CONSEGNE:
[1] Stabilisci se le affermazioni seguenti concordano con l'articolo sul ritiro dell'Unione. Per ciascuna rispondi sì o no e cita testualmente le parole dell'articolo che lo dimostrano: (a) Boselli e Mastella hanno preso parte al ritiro; (b) i tavoli preparatori hanno prodotto 350 pagine; (c) secondo Prodi i punti in sospeso sono molti.
[2] Prosegui l'articolo sul ritiro dell'Unione a partire dall'ultima frase riportata.

BRANO DA LEGGERE:
● ● ● ● ● ● ●

Unione, Prodi cede a sinistra Nel programma le unioni gay

Unione, Prodi cede a sinistra Nel programma le unioni gay

Roberto Scafuri

da Roma

Contro il «tridente» della Cdl, l’Unione va in ritiro nella secentesca dimora dei conti Donini a San Martino in Campo, un tiro di schioppo da Perugia. Residenza di lusso, con affreschi della scuola del Perugino, antica scuderia per il cambio dei cavalli e romantico parco secolare di 22mila mq. Oasi di pace per sciogliere beghe di spogliatoio e decidere finalmente il modulo di gioco. Lo schema «danese» realisticamente è già sorpassato. Si prova all’«olandese», potrebbe finire all’«ungherese» di vecchia memoria: un faro in mezzo, Romano Puskas-Prodi, e tanto movimento attorno (modello enfatizzato dalle primarie). Due rivoltosi hanno disertato polemicamente il ritiro (Boselli e Mastella), uno si profila come nuovo caso Cassano (Di Pietro). Lui vuole giocare nell’Ulivo, la squadra risponde con il silenzio-rigetto, arma tra le più odiose.
Gli altri sette leader da ieri si affannano sulle 350 pagine scritte in 12 tavoli preparatori. Troppe persino per un centromediano metodista come Prodi. Si profila il male oscuro del programmismo, aggravato da scelte economiche troppo liberali o troppo dirigiste, a seconda dei punti di vista. Opportunamente il discorsetto del mister-giocatore ha fatto della debolezza una forza: «Il programma è un momento di unità - ha detto Prodi -, soprattutto dopo questa riforma della legge elettorale che ha scomposto il Paese e rende convenienti atteggiamenti centrifughi e di separazione... Abbiamo trovato nelle relazioni grandissimi punti di convergenza, i punti in sospeso sono pochi». Tali resteranno dopo il ritiro, perché la digestione vuole il tempo che vuole.

● ● ● ● ● ● ●

MATERIALE FORNITO:
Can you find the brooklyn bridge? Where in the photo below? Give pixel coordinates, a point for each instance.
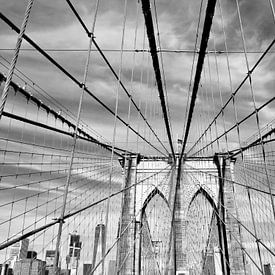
(137, 137)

● ● ● ● ● ● ●

RISPOSTE IN ORDINE:
[1]
(a) No: «Due rivoltosi hanno disertato polemicamente il ritiro (Boselli e Mastella)».
(b) Sì: «Gli altri sette leader da ieri si affannano sulle 350 pagine scritte in 12 tavoli preparatori».
(c) No: «i punti in sospeso sono pochi».

[2]
Ciononostante Prodi non ha esitato a mettere sul piatto una tenue minaccia di ritiro: «Mi accingo a questa sfida solo se è possibile riformare profondamente l’Italia». Si è cominciato così dai temi sui quali - al di là delle baruffe ad uso della stampa - l’accordo è pronto da tempo. «Immediatamente dopo le elezioni presenteremo un calendario per il ritiro dall’Irak, è stato raggiunto un accordo tra tutti i presenti», è corso ad annunciare una prima volta il mister. Precisando che il calendario sarà «concordato con il governo iracheno, com’è ovvio».
Seconda convergenza scontata (e secondo annuncio) sui Pacs: «C’è stato l’accordo per il riconoscimento dei diritti privati e pubblici delle unioni civili e in questo senso si sono compiuti passi avanti: per evitare equivoci non è stato usato volutamente il termine Pacs». Il verde Pecoraro Scanio, punta di smeraldo della squadra, ha giustamente chiarito che «le chiamiamo unioni civili, ma la sostanza è la stessa». Tesi utilizzata dal mastelliano Fabris (Udeur) per disconoscere l’intero programma, tramite agenzie di stampa. «Ambaradan» di dichiarazioni che ha portato i leader a correre ai ripari. «Mai usato il termine Pacs», ha giurato Prodi. «Noi dobbiamo regolamentare le unioni di fatto - ha spiegato Rutelli -, non solo quelle tra omosex, ma anche tra eterosessuali, che sono la maggior parte». «Nulla a che vedere con il matrimonio riconosciuto dall’articolo 29 della Costituzione - ha aggiunto il rifondatore Pisapia -. Ci sarà solo la regolamentazione giuridica delle unioni giuridiche con il riconoscimento dei diritti e dei doveri, all’interno delle coppie e fuori».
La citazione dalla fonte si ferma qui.